(Records from a point labeling set)
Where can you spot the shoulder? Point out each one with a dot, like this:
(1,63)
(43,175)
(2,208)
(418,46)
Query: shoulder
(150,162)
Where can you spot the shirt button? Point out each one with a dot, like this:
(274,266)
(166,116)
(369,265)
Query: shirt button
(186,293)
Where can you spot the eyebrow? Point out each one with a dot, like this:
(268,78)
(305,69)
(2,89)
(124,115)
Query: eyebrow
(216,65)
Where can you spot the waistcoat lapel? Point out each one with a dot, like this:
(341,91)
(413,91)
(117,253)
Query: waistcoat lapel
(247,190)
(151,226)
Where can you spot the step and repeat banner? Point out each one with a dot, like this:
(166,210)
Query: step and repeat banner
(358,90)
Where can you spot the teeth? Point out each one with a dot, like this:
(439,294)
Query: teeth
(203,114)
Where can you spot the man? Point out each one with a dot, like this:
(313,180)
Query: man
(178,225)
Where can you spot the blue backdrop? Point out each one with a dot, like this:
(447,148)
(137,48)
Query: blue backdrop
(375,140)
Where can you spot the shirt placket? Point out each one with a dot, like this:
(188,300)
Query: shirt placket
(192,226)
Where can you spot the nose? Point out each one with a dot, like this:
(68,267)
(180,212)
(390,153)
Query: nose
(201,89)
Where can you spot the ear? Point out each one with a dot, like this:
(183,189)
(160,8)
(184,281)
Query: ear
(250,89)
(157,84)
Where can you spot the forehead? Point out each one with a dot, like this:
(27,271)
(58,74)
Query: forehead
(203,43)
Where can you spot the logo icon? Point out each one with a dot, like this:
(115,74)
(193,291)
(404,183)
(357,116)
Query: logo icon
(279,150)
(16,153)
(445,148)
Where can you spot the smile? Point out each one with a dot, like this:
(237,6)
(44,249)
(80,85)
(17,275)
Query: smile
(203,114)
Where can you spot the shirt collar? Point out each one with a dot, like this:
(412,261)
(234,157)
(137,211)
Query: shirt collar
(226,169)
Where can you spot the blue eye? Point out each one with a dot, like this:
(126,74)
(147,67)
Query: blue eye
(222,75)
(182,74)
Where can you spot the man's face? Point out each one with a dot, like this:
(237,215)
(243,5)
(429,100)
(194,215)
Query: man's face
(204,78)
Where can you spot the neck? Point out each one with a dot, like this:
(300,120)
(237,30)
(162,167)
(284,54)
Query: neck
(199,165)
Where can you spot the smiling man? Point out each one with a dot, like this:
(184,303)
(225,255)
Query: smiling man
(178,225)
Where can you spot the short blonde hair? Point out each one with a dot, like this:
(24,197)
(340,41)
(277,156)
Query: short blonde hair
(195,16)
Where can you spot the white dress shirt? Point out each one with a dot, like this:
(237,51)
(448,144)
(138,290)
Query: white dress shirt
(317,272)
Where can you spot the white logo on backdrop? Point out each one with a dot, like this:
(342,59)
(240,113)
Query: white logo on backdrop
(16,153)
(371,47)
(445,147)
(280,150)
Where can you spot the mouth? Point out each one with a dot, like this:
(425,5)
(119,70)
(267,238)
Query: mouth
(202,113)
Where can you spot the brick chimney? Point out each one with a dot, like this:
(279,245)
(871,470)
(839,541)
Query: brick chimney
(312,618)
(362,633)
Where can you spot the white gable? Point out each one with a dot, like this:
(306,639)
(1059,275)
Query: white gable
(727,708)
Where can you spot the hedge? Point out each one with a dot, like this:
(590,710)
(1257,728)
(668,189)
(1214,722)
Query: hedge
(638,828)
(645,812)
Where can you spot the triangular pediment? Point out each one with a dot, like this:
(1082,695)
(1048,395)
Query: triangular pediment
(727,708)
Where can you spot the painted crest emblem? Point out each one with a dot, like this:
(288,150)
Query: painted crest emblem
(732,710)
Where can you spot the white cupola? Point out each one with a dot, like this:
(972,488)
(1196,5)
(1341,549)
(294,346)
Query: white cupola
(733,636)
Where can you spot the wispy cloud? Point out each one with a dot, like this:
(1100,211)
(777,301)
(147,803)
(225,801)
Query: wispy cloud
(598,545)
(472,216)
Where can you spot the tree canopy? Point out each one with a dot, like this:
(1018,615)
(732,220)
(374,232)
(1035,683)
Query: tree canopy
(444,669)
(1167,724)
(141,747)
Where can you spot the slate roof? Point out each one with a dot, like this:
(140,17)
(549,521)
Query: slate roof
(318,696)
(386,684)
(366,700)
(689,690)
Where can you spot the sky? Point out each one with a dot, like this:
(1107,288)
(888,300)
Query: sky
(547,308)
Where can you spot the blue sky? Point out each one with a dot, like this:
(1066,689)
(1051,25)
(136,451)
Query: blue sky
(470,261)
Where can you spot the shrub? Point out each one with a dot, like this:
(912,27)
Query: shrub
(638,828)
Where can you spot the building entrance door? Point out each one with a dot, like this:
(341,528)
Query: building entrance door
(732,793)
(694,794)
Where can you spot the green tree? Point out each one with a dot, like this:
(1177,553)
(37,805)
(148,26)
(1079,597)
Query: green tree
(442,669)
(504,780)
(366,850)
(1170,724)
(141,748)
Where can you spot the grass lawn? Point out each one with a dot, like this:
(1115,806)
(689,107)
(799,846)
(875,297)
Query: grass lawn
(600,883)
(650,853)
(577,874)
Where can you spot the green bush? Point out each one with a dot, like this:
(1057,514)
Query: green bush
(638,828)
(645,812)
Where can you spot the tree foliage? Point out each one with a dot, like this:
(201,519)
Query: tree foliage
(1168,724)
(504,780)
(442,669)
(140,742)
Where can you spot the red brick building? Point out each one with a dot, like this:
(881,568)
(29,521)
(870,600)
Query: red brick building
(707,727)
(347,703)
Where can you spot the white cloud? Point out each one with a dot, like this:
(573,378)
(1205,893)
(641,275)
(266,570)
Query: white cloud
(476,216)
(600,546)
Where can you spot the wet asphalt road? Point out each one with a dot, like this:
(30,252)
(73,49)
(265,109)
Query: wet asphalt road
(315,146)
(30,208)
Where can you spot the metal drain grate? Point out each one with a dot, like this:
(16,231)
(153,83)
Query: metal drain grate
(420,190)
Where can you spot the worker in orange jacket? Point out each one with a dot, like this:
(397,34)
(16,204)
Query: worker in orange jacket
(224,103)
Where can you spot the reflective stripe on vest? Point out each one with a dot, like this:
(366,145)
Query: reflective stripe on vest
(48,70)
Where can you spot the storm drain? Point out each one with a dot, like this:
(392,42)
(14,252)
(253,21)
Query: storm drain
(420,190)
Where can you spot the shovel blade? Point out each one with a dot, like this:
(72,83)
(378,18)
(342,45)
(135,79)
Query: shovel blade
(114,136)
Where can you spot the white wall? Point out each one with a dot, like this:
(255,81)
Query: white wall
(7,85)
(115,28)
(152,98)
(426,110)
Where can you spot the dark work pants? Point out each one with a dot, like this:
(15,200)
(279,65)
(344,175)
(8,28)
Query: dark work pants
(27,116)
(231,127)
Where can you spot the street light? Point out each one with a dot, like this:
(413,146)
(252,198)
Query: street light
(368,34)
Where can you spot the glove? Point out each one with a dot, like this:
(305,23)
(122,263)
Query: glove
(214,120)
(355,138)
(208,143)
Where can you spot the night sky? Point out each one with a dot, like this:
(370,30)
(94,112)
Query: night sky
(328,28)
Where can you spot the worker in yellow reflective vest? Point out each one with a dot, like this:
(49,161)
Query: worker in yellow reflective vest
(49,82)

* What this task involves *
Reproduce all of the material above word for word.

* Response below *
Where can you spot the shoulder? Point out each one with a dot, like this:
(1,63)
(43,175)
(2,208)
(418,46)
Query: shoulder
(150,162)
Where can you spot the shirt button? Point out each one with a dot, like this:
(274,266)
(166,116)
(369,265)
Query: shirt button
(186,293)
Where can you spot the eyebrow? Point out each one with a dot, like this:
(268,78)
(305,69)
(2,89)
(124,115)
Query: eyebrow
(216,65)
Where can you spot the waistcoat lapel? Point out each one with a dot, like this:
(341,91)
(413,91)
(117,253)
Query: waistcoat lapel
(247,190)
(151,226)
Where can you spot the step and repeat banner? Point out each one with a dot, like this:
(166,210)
Query: step and repeat banner
(358,90)
Where can you spot the teeth? Point out each one with a dot, like this:
(439,294)
Query: teeth
(203,114)
Where can you spot the man? Point out each one with a dot, like this:
(313,180)
Query: man
(178,225)
Where can you spot the blue backdrop? Point out each one with a dot, like this:
(447,148)
(137,48)
Query: blue backdrop
(375,140)
Where can you spot the shirt placket? Point out each one with a dot, like this:
(188,300)
Query: shirt placket
(192,226)
Where can you spot the nose? Point out each one with a dot, like this:
(68,267)
(180,212)
(390,153)
Query: nose
(201,89)
Where can you spot the ear? Point out each one with a dot, like this:
(183,189)
(160,8)
(184,281)
Query: ear
(250,89)
(157,84)
Where can you spot the forehead? Point out each one with a dot, like this:
(27,271)
(58,74)
Query: forehead
(203,43)
Where can you spot the logo icon? Point out each one with a dot, like this:
(115,74)
(193,291)
(404,183)
(357,116)
Query: logo icon
(279,150)
(16,153)
(445,148)
Where can you spot the smile? Point out each one with a dot, like this:
(237,6)
(44,249)
(80,85)
(17,275)
Query: smile
(203,114)
Where can you spot the shirt collar? Point out each one with a dot, like this:
(412,261)
(234,157)
(137,211)
Query: shirt collar
(226,169)
Where can you spot the blue eye? Point out each one with a dot, like this:
(126,74)
(147,67)
Query: blue eye
(222,75)
(182,74)
Where can you spot the man's face? Point out each one with a dot, like this:
(237,215)
(243,5)
(429,100)
(194,215)
Query: man's face
(204,78)
Where can you spot the neck? Point out each one with a dot, like this:
(300,120)
(237,30)
(162,167)
(284,54)
Query: neck
(199,165)
Where can you spot the smiling man? Point out each one with a dot, like this:
(184,303)
(225,255)
Query: smiling man
(178,225)
Where can you spot the short blonde hair? Point out each one with a dot, like this:
(24,197)
(340,41)
(277,156)
Query: short blonde hair
(195,16)
Where can you spot the white dress shirt? Point out each one with a dot, like this:
(237,51)
(448,144)
(138,290)
Query: white dress shirt
(317,272)
Where can you spot the white logo on backdrop? Point out each one with a dot, like this:
(342,59)
(240,113)
Query: white logo on backdrop
(16,153)
(371,47)
(445,147)
(280,150)
Where can you spot the mouth? Point out each one with a dot, like this:
(425,5)
(119,70)
(267,238)
Query: mouth
(202,113)
Where can you spot the brick chimney? Point out each one with a dot, like this:
(279,245)
(871,470)
(839,541)
Query: brick chimney
(312,618)
(362,633)
Where can you spot the white gable? Point out each one with a dot, like this:
(306,639)
(1059,275)
Query: white gable
(727,708)
Where can you spot the hedge? Point out each one with a dot, like this:
(590,710)
(1257,728)
(668,189)
(1214,722)
Query: hedge
(638,828)
(645,812)
Where can you spot the triangular pediment? Point out each one with a dot, like this:
(1082,695)
(1048,395)
Query: triangular pediment
(727,708)
Where can you spot the painted crest emblem? Point out each one with a dot, like this:
(288,150)
Query: painted crest emblem
(732,710)
Where can you spot the white cupola? Point out each one with a dot, like this:
(972,488)
(1196,5)
(1341,549)
(294,346)
Query: white cupola
(733,636)
Where can you spot the wispy cloud? Point out each one with a dot, like this:
(1100,211)
(777,301)
(147,803)
(225,801)
Query: wispy cloud
(598,545)
(472,216)
Where can you spot the tree canopy? Point out each one with a dot, like this:
(1018,615)
(732,220)
(374,232)
(1035,683)
Query: tree canopy
(444,669)
(1167,724)
(141,747)
Where can you spot the slate roof? Point out each one with a dot, like this:
(140,17)
(549,521)
Query: slate roof
(318,696)
(386,684)
(366,700)
(689,690)
Where can you spot the sky? Point out each one with a dot, like this:
(1107,288)
(888,300)
Query: sky
(547,308)
Where can you spot the blue sky? Point out each one with a dot, like this:
(1066,689)
(1051,25)
(136,451)
Query: blue sky
(470,261)
Where can you spot the shrub? Point out each one with a dot, like this:
(912,27)
Query: shrub
(638,828)
Where can you spot the building entrance door? Point out each one with a dot, like this:
(341,528)
Query: building entrance door
(732,793)
(694,794)
Where can you spot the green tree? Point out each one with a dot, like this:
(1177,553)
(37,805)
(148,26)
(1079,597)
Query: green tree
(442,669)
(504,780)
(366,850)
(1170,724)
(141,748)
Where can you spot the grass lawn? Point out each one with a dot, like this:
(1115,806)
(689,107)
(799,846)
(875,297)
Query: grass lawn
(600,883)
(650,853)
(577,874)
Where can you spot the green bush? Point out each one with a dot, like this:
(1057,514)
Query: green bush
(638,828)
(645,812)
Where can you spot the tree foliage? Point out each one with a dot, like this:
(201,519)
Query: tree foliage
(1168,724)
(504,780)
(442,669)
(140,742)
Where can you spot the red brick building? Point out each one with a dot, like this:
(881,568)
(29,521)
(870,600)
Query: red brick building
(707,727)
(347,703)
Where can you spot the white cloud? Point out each one with a dot, like this:
(573,378)
(1205,893)
(641,275)
(266,570)
Query: white cloud
(476,216)
(600,546)
Where can you spot the wet asphalt road? Point out each one with a dot, like this:
(30,252)
(73,49)
(265,109)
Query: wet asphalt road
(315,146)
(30,208)
Where can you spot the metal drain grate? Point out each one with a dot, like this:
(16,231)
(153,83)
Query: metal drain grate
(420,190)
Where can you spot the worker in orange jacket? Point out each one with a dot, like this:
(397,34)
(16,204)
Query: worker in orange jacket
(224,103)
Where can you spot the reflective stripe on vest? Point out each one with a dot, like this:
(366,145)
Query: reflective stripe on vest
(48,70)
Where can you spot the storm drain? Point out each one with a dot, like this:
(392,42)
(14,252)
(253,21)
Query: storm drain
(420,190)
Where can you spot the shovel blade? Point out each one with a dot, like this:
(72,83)
(378,18)
(342,45)
(135,79)
Query: shovel blade
(114,136)
Where can you spot the white wall? Point out each one with a dot, like this:
(255,81)
Query: white wall
(7,85)
(115,28)
(152,98)
(426,110)
Where can you spot the dark work pants? Point out each one with a dot, like this:
(15,200)
(279,65)
(344,175)
(8,28)
Query: dark work pants
(27,116)
(231,127)
Where can you spot the street light? Point out each one with a dot, like this:
(413,146)
(252,198)
Query: street light
(368,34)
Where can you spot the glove? Point out each one with a dot, like this:
(305,23)
(122,263)
Query: glove
(214,120)
(355,138)
(208,143)
Where can you spot the night sky? Point out each one with a dot, like this:
(370,30)
(94,112)
Query: night sky
(328,28)
Where can you spot the worker in yellow reflective vest? Point out each one with a dot, like this:
(49,161)
Query: worker in yellow reflective vest
(49,82)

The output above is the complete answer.